Mosylon (), also known as Mosullon, was an ancient proto-Somali trading center on or near the site that later became the city of Bosaso.

History
Mosylon was the most prominent emporium on the Red Sea coast, as outlined in the Periplus of the Erythraean Sea. With its large ships, it handled the bulk of the cinnamon trade arriving from the ports of ancient India. Dioscorides consequently noted that the city became known as the source of the best variety of the spice in the ancient world. A specific species of cinnamon exported from the harbour was known as Mosyllitic. Due to its high quality and rarity at the time in Ancient Rome, the imported cinnamon was typically deposited in the Romans' Royal Treasury.

_DATA EXTRACT:_
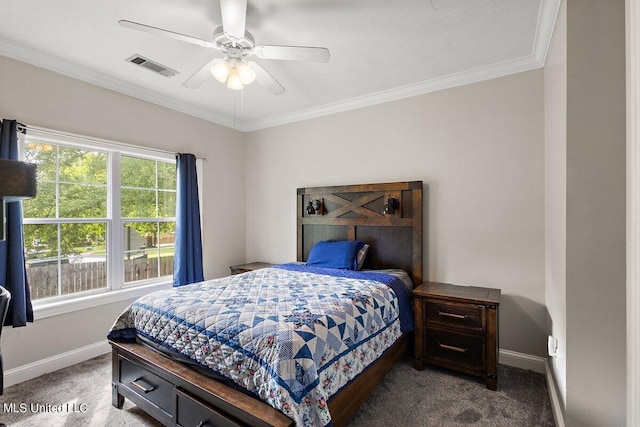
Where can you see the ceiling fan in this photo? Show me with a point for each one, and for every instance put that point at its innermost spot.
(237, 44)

* * *

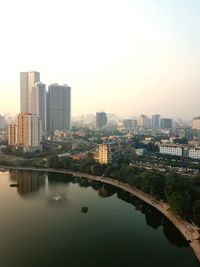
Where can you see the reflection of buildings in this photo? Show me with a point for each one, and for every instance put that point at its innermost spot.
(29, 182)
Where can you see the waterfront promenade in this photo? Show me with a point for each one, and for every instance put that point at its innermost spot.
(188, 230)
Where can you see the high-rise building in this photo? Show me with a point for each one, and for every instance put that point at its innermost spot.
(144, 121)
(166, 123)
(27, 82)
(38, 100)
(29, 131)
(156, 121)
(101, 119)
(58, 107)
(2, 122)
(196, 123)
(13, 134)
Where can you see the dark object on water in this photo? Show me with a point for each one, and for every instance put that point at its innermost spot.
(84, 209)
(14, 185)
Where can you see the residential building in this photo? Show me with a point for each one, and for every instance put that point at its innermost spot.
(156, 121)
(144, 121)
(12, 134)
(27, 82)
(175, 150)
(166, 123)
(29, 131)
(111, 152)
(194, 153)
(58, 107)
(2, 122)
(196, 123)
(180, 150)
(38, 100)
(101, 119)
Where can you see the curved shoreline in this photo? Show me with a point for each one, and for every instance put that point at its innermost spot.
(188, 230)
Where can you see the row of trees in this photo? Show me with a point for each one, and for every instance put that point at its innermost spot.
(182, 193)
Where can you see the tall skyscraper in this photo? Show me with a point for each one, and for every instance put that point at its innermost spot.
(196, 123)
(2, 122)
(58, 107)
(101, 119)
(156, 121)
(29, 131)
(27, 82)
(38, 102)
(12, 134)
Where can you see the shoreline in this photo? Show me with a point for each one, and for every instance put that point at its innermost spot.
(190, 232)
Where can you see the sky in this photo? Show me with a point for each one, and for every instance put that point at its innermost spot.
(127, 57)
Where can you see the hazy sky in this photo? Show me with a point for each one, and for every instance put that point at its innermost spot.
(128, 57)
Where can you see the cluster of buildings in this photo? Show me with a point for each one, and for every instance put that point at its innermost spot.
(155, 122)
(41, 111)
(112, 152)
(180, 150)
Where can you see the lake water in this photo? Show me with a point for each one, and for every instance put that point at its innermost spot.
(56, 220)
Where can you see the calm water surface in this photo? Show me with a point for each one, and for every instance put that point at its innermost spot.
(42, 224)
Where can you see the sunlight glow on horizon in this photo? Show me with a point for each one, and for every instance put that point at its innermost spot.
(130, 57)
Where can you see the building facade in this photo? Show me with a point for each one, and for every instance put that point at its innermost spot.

---

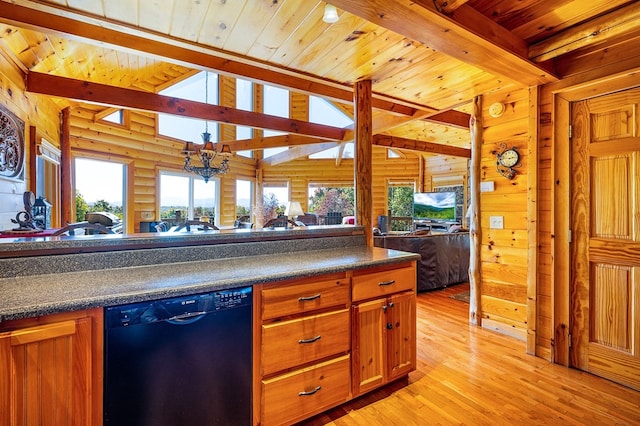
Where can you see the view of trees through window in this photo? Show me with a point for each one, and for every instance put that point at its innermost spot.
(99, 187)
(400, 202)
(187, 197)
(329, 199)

_WORK INSTRUCTIONS:_
For the passage on Mosylon, decide whether each statement agrees with it: (a) Mosylon was the most prominent emporium on the Indian Ocean coast; (b) a cinnamon species exported from Mosylon's harbor was called Mosyllitic; (c) Mosylon handled the bulk of the cinnamon trade coming from the ports of ancient India. Answer yes or no for each, quoting the deciding words. None of the entries are needed for this work.

_THE SOLUTION:_
(a) No: "Mosylon was the most prominent emporium on the Red Sea coast"
(b) Yes: "A specific species of cinnamon exported from the harbour was known as Mosyllitic."
(c) Yes: "it handled the bulk of the cinnamon trade arriving from the ports of ancient India"